# Set exercise 1
Please write out the rows again from the line containing "the car headlight" through the final row, changing "keypoint" to "marker" and keeping everything else the same.

-- START OF Extracted text --

Tag Archives: Christendom

Don’t just worship Jesus, follow Him.

At the General Conference of the Brethren in Christ we were led, part of the time, by a talented team of young people fronted by Bishop Aner’s family. I think they are great. But I finally stopped singing with them. I just could not sing another rendition of the same skewed song.

While it was a bit painful to come to this realization, I think I am pretty much over songs based on what I would call a triumphalistic mentality. Christian worship needs to be larger than the nation-focused worship of many psalms, and it needs to be smaller than the power-based assumptions of the American empire. The King of kings is a suffering servant. Worship includes following him, not just worshiping him.

-- END OF Extracted text --

# Set exercise 2
According to the worship post, whose family fronted the team of young people who led part of the General Conference of the Brethren in Christ?

-- START OF Records for the exercise --

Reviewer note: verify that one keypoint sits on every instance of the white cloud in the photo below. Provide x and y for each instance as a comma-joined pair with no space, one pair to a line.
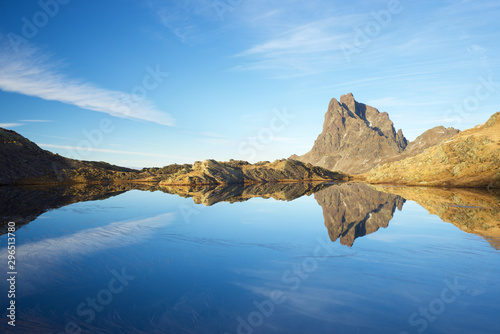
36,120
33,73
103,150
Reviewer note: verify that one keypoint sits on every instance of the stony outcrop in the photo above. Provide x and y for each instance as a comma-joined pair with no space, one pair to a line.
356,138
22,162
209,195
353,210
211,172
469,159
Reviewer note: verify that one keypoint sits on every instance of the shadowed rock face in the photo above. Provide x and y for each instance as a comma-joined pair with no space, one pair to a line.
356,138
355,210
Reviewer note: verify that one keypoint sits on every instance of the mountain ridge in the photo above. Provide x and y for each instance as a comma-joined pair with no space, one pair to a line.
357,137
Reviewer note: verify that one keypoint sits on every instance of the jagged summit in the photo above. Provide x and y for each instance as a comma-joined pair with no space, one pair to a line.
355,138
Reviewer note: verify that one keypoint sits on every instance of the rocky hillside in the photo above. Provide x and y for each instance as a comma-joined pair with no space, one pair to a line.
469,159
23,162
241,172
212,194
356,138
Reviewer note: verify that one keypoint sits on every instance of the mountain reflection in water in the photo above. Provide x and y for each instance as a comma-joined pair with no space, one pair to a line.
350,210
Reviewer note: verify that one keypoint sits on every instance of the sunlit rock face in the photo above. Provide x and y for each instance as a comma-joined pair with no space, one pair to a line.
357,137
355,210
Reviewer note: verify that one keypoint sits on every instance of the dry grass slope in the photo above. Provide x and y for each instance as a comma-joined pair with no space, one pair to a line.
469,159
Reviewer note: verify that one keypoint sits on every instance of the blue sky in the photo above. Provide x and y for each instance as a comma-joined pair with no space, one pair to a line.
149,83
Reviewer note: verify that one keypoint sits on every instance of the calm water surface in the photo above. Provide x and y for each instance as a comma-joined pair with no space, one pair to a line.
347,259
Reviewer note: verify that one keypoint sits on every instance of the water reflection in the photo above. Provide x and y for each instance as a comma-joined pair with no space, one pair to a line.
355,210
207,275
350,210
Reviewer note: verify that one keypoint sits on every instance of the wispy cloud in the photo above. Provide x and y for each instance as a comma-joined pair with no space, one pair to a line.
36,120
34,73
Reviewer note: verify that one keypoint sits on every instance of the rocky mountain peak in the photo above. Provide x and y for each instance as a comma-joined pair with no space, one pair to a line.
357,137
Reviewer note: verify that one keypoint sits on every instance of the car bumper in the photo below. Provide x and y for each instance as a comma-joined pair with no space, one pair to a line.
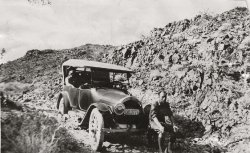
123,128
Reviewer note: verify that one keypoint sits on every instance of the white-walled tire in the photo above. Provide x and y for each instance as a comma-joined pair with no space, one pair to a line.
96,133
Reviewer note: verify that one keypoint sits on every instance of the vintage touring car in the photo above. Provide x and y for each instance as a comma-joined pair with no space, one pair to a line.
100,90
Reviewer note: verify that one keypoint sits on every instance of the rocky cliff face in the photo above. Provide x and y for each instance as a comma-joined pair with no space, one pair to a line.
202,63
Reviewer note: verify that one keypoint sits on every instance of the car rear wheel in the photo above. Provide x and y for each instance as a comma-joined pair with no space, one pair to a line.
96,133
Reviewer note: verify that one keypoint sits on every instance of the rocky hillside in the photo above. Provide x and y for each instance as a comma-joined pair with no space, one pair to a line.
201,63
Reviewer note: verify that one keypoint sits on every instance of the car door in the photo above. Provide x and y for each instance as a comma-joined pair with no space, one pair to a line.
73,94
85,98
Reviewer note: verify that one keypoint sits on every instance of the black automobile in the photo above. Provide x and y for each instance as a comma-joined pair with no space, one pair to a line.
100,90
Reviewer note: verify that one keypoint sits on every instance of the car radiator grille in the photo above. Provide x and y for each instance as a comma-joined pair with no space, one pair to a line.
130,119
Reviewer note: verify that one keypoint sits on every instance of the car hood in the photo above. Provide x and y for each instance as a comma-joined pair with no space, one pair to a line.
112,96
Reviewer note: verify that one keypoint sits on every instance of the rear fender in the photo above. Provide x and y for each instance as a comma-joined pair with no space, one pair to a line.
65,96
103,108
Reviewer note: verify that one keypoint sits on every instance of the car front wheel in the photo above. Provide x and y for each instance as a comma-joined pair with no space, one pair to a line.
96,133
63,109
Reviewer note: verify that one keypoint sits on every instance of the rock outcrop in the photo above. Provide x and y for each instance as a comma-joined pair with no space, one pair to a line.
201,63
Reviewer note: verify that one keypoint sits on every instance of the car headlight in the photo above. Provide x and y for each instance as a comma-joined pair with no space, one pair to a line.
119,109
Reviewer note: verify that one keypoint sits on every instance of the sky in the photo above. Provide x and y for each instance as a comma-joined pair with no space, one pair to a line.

-- END OF Records for the exercise --

# Expected output 1
Reviewer note: verify that one marker sits on every instance of the car headlight in the photo above. Provide x and y for each instance as a comma-joined pair with no space, one pair to a line.
119,109
Reviewer note: verify that one marker sits on every instance of the sky in the photo above. Provide x and y for each instance as a comma-joined pair with no space, one pair to a line.

# Expected output 2
Bishop Aner's family